■ **ARTICLE**
The task in each status is listed in Table 3.
Compared with BBA PMP, SGM problem-solving process is relatively more concise. Figure 2 shows the problem-solving process, the responsible persons at each stage, and the status of the problem.
Figure 1. Problem management process at BBA.
Table 3. Problem management process at BBA.
Figure 2. The problem-solving process at SGM.
BBA problem-solving process is more complicated and contains more problem status than SGM process. SGM divides problem-solving into four phases, which is relatively more concise. What’s more, we found that the sequence of immediate measures and root cause analysis is slightly different. BBA first carries out immediate measures, then conduct root cause identification. SGM, on the other hand, performs the root cause analysis first and then takes short-term solutions.
To uncover the factors that affecting problem-solving from a micro level, based on the five-stage model of problem solving (Xu et al., 2018), we analyse the following aspects of the problem-solving process, including, problem creation, problem definition, root cause analysis, solution formulation and implementation.
1) Problem creation
In BBA, the sensors who detect the quality defects create PQM based on the PQM creation rules. The PQM creation rule describes when a PQM needs to be created. For example, all the problems discovered by the road test need to create PQM. However, the rules are not very transparent, and sometimes they do not follow these rules. A worse situation is that they are not willing to expose the problem and do not create a PQM, which leads to the hidden of some problems. The advantage of this strategy is that the sensors have first-hand information on the problem and can input the relevant information of the problem into the PQM system with relatively high accuracy. However, problem creation is hard to be standardised due to the distribution of sensors.
In SGM, sensors do not create PCR; they input the quality problems into the Global Quality Data System (GSIP) system. Quality engineers daily review the data in this system and create PCR according to the PCR creation rules. They are well-trained and able to describe problems in a standardised way. However, they are not the sensors and don’t have the first-hand information about the problem.
2) Problem definition: Striving for a common language.
One prerequisite for problem definition is developing a common descriptive language that can be understood across the department and organisational lines. Different people in different department use different words for the same problem. For example, the record “Fuel tank cover part not to specification” in GSIP system, is the same problem with the record “offset between fuel tank cover and body in white” in Audit III system in SGM. However, it is described in different languages. In another example, during the falling of the glass, some noise is sharp and harsh, and some noise is jittery noise, and the Sensor often records them as Disturbing noise.

■ **GIVEN PROBLEM 1**
How would you render this sentence from the problem-solving comparison in Spanish: "The PQM creation rule describes when a PQM needs to be created."?
■ **GIVEN PROBLEM 2**
Could you resume the problem-solving comparison of BBA and SGM, picking up right after its last sentence?

(Box-labeled dataset extracts)
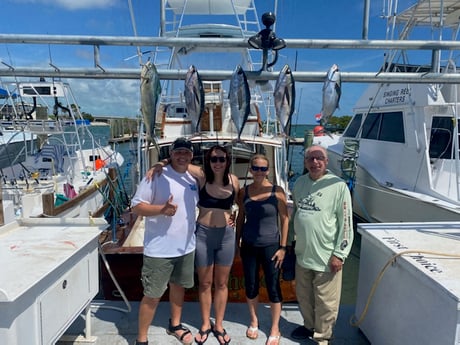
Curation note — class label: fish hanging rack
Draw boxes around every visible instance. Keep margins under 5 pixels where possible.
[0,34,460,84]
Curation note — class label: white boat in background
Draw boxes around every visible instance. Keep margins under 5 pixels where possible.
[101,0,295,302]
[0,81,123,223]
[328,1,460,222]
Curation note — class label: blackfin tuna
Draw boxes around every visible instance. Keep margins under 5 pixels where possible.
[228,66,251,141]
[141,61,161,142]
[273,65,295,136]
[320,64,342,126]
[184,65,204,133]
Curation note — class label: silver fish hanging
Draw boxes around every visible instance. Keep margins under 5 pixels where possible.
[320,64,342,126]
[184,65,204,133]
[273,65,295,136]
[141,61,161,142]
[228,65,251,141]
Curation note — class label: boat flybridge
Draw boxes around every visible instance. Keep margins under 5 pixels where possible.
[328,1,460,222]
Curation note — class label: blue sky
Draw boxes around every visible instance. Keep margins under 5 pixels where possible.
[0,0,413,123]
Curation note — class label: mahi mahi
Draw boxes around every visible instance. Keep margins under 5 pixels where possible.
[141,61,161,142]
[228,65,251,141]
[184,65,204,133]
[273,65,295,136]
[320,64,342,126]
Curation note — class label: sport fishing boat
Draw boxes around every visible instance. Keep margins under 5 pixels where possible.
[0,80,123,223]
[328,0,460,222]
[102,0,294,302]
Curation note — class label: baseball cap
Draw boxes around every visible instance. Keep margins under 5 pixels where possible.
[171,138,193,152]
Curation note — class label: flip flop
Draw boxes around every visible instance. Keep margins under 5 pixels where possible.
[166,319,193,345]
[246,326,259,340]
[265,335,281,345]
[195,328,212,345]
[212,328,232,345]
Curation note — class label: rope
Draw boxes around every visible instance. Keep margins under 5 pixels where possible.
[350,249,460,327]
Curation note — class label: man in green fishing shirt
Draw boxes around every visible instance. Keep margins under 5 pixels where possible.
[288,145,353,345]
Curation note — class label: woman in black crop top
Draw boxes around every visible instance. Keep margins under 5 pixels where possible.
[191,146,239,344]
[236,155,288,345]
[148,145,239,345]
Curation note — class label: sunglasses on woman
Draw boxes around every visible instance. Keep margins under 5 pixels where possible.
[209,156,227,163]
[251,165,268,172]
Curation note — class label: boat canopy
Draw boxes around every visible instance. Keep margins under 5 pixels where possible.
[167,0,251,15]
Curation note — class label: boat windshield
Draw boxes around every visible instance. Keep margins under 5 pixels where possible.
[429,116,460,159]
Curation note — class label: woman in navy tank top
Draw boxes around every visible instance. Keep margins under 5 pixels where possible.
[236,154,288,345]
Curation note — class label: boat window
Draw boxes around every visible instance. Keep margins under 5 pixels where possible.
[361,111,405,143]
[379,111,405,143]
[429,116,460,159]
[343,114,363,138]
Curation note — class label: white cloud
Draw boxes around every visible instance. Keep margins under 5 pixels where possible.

...

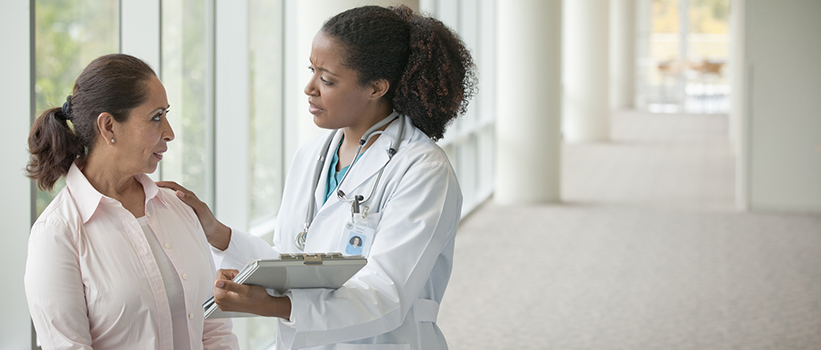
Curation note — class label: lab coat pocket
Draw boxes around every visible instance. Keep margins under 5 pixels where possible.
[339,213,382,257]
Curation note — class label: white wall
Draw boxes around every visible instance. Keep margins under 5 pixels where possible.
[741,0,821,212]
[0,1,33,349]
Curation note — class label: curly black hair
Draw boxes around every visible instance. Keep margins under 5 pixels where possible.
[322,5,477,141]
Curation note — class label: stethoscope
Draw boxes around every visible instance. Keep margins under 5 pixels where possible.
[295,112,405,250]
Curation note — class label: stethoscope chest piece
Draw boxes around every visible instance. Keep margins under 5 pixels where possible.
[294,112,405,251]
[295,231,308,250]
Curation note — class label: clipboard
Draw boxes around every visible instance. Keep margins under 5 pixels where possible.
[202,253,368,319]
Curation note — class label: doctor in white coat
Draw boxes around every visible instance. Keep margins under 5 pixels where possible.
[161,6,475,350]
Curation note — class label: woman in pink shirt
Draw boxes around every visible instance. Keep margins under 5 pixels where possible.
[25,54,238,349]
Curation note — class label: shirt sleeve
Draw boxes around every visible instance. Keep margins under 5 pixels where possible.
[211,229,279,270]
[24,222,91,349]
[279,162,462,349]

■ **EXERCISE ANSWER 1**
La regla de creación de PQM describe cuándo se debe crear un PQM.

■ **EXERCISE ANSWER 2**
To address this issue, BBA developed a set of standardised descriptions of quality problems, internally referred to as Vehicle Fault Coding (VFC). The VFC provides a set of standardised terms containing defect location, defect type, and defect condition. In the various quality management systems of BBA, the function of VFC has been introduced.
3) Root Cause Analysis (RCA)
RCA is a very important part of the problem-solving process. We found that Fishbone diagram analysis and “five whys” are commonly used in two case plants in RCA. When conducting fishbone diagram analysis, problem-solving team brainstorms together to analyse the most likely underlying root causes. We think it depends on personal experience heavily. At the same time, the “root” cause is often ignored. To solve problems faster, problem solvers formulate solutions for the shallow causes. Meanwhile, the “root” cause is still there which leads to the situation that some same type problems occur repeatedly. What’s more, for some complex problems, it’s difficult to discover all the root causes. So the contributing factors to the problem cannot be solved completely. An interesting phenomenon in two case plants is people seem to easily blame “operator”. When we look through the root cause records, “operator mistake” occupy a large proportion. However, the other contributing factors such as material quality, material size, and equipment wear are not focused.
When conducting RCA, the root causes that were verified correctly are recorded in the PQM or PCR system. However, those non-real root causes are often not recorded, which we think are essential treasures to problem-solving because they will remind the problem solver not to take a detour.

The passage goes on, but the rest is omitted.